* Instructions for the task
Reproduce the text on national pensions word for word from "During most of" to "radically different approach.".

* Extract
------------------------

Consider a national pension system

During most of our adult lives the value of the stock market and other traditional assets (including owner-occupied houses) followed a roughly upward trend. This instilled in most people an assumption that greatly influenced thinking about employer-sponsored pension plans.  But in recent years, this formula has come unwound. With no sign that conditions will return to the former status quo, it may be time to take a radically different approach.

Middle-class American employees traditionally saved a portion of their income during their working lives to build a personal retirement fund. They would leverage the savings by investing them in low-risk assets whose value would increase over time.

They could do roughly the same thing by selling their homes for a nice profit, then using a portion of the profits to buy smaller, cheaper houses in a low-cost retirement community.

Together with Social Security, these “lifetime annuities” from personal savings and employer-provided defined benefit pensions would enable middle-class retirees to enjoy something close to the same living standard they enjoyed during the later stages of their working careers.

But employers started to control their pension costs by piggy backing on the assumption that employees would save for retirement by squirreling away a portion of their salary and investing it in the growing value of assets like their homes.

------------------------

* Entries supplied
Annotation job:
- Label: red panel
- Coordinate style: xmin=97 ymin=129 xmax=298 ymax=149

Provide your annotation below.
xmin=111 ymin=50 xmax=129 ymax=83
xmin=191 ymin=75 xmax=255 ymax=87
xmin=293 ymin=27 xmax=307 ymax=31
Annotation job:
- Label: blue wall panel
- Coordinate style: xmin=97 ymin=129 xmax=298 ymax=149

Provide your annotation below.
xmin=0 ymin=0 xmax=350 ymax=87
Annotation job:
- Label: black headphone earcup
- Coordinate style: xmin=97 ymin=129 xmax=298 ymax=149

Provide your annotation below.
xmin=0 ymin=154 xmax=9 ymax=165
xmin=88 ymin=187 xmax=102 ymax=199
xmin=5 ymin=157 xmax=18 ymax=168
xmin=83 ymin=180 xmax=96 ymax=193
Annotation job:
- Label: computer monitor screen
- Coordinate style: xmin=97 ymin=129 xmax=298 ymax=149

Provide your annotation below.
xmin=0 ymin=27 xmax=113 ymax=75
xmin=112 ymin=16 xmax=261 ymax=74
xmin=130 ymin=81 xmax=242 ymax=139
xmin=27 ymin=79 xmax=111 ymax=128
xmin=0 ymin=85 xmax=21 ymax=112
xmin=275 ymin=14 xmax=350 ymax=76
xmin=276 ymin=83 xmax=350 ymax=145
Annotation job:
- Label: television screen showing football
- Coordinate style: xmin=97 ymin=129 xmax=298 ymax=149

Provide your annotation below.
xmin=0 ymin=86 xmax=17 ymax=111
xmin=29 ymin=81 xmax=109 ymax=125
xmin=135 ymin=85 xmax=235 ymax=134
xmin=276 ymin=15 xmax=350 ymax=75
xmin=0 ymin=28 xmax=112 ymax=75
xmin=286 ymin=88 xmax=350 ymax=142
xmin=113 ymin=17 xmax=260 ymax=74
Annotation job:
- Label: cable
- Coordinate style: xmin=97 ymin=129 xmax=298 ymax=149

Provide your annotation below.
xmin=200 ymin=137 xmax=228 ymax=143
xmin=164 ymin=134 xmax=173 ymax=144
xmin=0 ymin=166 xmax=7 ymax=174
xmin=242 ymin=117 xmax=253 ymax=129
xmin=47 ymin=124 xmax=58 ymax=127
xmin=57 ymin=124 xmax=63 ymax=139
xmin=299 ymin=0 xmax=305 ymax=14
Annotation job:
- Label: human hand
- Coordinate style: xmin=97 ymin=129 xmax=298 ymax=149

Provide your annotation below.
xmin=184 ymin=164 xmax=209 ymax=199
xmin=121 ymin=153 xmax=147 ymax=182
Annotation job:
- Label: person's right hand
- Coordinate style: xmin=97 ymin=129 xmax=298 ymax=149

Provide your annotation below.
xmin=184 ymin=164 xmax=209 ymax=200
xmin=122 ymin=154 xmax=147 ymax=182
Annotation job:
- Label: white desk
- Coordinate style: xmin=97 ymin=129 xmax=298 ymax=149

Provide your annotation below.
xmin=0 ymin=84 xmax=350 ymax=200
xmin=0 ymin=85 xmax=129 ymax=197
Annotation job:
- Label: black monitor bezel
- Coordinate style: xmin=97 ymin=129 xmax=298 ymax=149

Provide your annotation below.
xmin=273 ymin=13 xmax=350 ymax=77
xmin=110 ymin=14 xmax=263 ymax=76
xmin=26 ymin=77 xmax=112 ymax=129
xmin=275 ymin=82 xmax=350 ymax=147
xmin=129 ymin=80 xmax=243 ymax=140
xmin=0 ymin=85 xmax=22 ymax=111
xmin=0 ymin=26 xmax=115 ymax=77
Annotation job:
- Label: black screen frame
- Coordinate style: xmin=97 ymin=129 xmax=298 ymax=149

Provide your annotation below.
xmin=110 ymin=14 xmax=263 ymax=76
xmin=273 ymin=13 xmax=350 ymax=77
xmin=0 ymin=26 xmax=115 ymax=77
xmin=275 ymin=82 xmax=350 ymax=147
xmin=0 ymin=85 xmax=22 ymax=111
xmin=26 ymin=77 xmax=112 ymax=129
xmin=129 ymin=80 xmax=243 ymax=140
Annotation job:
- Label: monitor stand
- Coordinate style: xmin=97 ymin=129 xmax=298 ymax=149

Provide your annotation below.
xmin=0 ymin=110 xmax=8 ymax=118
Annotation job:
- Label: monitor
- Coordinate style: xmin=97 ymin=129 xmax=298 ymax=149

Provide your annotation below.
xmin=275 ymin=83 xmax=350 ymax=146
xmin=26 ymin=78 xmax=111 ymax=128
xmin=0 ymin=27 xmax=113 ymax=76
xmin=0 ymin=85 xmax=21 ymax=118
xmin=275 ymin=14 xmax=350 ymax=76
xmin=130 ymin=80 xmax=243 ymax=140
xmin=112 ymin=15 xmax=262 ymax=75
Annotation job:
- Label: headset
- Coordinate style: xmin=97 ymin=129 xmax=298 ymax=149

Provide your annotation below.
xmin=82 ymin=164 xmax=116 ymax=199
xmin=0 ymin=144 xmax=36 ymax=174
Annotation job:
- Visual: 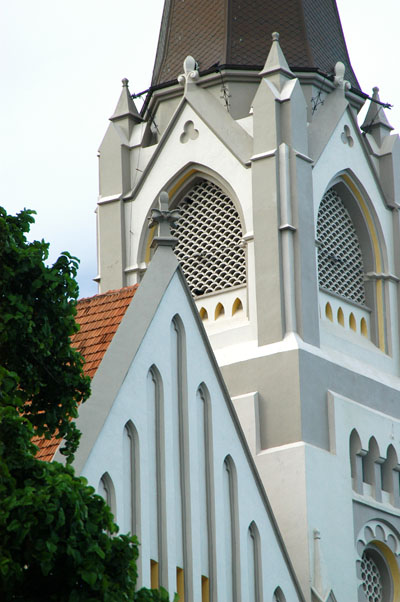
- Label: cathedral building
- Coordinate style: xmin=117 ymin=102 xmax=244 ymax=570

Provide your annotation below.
xmin=50 ymin=0 xmax=400 ymax=602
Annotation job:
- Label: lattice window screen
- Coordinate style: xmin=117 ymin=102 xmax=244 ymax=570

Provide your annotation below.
xmin=317 ymin=188 xmax=365 ymax=305
xmin=172 ymin=180 xmax=246 ymax=296
xmin=361 ymin=552 xmax=383 ymax=602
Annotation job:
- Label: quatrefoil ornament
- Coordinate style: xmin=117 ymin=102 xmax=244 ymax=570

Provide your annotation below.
xmin=340 ymin=125 xmax=354 ymax=147
xmin=179 ymin=121 xmax=199 ymax=144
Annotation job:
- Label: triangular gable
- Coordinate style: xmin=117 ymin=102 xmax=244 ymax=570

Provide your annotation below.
xmin=124 ymin=85 xmax=253 ymax=199
xmin=65 ymin=247 xmax=302 ymax=600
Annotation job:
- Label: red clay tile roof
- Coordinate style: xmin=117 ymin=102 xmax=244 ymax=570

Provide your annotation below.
xmin=33 ymin=284 xmax=138 ymax=462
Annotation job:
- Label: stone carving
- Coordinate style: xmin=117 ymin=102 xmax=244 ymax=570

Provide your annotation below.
xmin=340 ymin=125 xmax=354 ymax=147
xmin=149 ymin=191 xmax=181 ymax=238
xmin=333 ymin=61 xmax=351 ymax=91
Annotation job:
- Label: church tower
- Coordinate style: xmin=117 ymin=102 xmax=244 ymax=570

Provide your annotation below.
xmin=98 ymin=0 xmax=400 ymax=602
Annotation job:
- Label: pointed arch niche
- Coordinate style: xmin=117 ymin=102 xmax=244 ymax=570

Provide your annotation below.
xmin=316 ymin=173 xmax=391 ymax=353
xmin=142 ymin=166 xmax=248 ymax=329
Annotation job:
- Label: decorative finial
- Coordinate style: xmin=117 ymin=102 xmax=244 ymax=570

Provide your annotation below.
xmin=149 ymin=190 xmax=181 ymax=247
xmin=333 ymin=61 xmax=351 ymax=90
xmin=178 ymin=55 xmax=200 ymax=86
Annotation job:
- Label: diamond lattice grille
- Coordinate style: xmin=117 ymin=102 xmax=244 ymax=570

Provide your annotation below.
xmin=172 ymin=180 xmax=246 ymax=296
xmin=361 ymin=553 xmax=383 ymax=602
xmin=317 ymin=188 xmax=365 ymax=305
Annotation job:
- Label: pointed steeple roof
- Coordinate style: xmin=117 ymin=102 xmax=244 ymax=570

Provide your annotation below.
xmin=152 ymin=0 xmax=360 ymax=89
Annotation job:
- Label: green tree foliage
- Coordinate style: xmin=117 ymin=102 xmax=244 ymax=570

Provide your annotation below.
xmin=0 ymin=208 xmax=169 ymax=602
xmin=0 ymin=208 xmax=90 ymax=461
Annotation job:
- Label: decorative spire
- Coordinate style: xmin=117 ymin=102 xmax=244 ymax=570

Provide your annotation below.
xmin=149 ymin=191 xmax=181 ymax=248
xmin=260 ymin=31 xmax=294 ymax=79
xmin=152 ymin=0 xmax=360 ymax=89
xmin=333 ymin=61 xmax=351 ymax=90
xmin=110 ymin=77 xmax=142 ymax=123
xmin=178 ymin=56 xmax=200 ymax=86
xmin=361 ymin=87 xmax=393 ymax=146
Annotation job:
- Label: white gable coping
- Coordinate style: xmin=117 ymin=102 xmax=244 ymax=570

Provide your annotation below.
xmin=56 ymin=241 xmax=304 ymax=601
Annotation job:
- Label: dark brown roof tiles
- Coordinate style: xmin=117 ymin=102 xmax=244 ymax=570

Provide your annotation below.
xmin=152 ymin=0 xmax=359 ymax=89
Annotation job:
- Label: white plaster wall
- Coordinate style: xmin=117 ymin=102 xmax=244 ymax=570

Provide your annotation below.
xmin=305 ymin=392 xmax=400 ymax=600
xmin=313 ymin=109 xmax=399 ymax=374
xmin=125 ymin=104 xmax=253 ymax=266
xmin=82 ymin=274 xmax=298 ymax=602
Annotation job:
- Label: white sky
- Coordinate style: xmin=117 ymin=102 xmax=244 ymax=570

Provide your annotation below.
xmin=0 ymin=0 xmax=400 ymax=296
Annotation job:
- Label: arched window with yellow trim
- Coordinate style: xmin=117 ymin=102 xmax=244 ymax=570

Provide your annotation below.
xmin=172 ymin=179 xmax=246 ymax=297
xmin=316 ymin=173 xmax=391 ymax=352
xmin=317 ymin=188 xmax=366 ymax=305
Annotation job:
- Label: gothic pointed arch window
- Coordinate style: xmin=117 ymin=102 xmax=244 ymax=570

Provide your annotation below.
xmin=316 ymin=174 xmax=390 ymax=352
xmin=317 ymin=188 xmax=366 ymax=306
xmin=172 ymin=179 xmax=246 ymax=297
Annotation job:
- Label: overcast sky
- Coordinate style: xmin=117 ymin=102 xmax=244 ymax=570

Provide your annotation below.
xmin=0 ymin=0 xmax=400 ymax=296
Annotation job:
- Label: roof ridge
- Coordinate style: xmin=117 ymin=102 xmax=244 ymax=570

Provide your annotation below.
xmin=77 ymin=284 xmax=139 ymax=303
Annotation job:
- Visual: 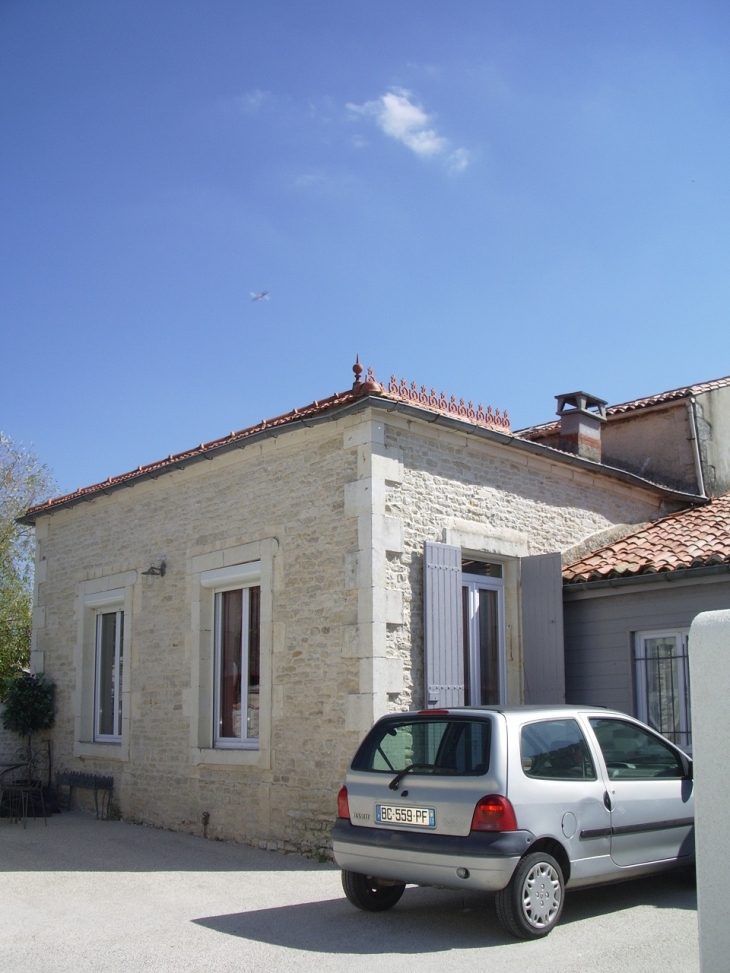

------------------------

* Task response
During most of our adult lives the value of the stock market and other traditional assets (including owner-occupied houses) followed a roughly upward trend. This instilled in most people an assumption that greatly influenced thinking about employer-sponsored pension plans.  But in recent years, this formula has come unwound. With no sign that conditions will return to the former status quo, it may be time to take a radically different approach.